» **SET TASK**
Return every one of the records below word for word, but omit the pictures.

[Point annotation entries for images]
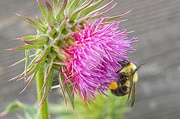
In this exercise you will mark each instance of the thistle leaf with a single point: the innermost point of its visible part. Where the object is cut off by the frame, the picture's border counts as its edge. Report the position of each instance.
(27, 53)
(52, 32)
(73, 6)
(60, 16)
(75, 13)
(67, 88)
(30, 82)
(68, 4)
(44, 55)
(27, 47)
(43, 10)
(87, 10)
(63, 24)
(11, 107)
(41, 40)
(29, 37)
(50, 17)
(62, 89)
(41, 21)
(48, 84)
(36, 25)
(55, 5)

» **THE ANSWER**
In this exercise you will mark each instance of the thistle leaf with a single point: the innermost point of its visible part. Where the object is cut off by the frame, the picture's border counts as its edge. Report the position of each instance.
(27, 53)
(52, 32)
(73, 6)
(60, 16)
(75, 13)
(67, 88)
(30, 82)
(68, 4)
(44, 55)
(27, 47)
(43, 10)
(87, 10)
(63, 24)
(11, 107)
(41, 40)
(29, 37)
(50, 17)
(62, 89)
(41, 21)
(48, 84)
(36, 25)
(55, 5)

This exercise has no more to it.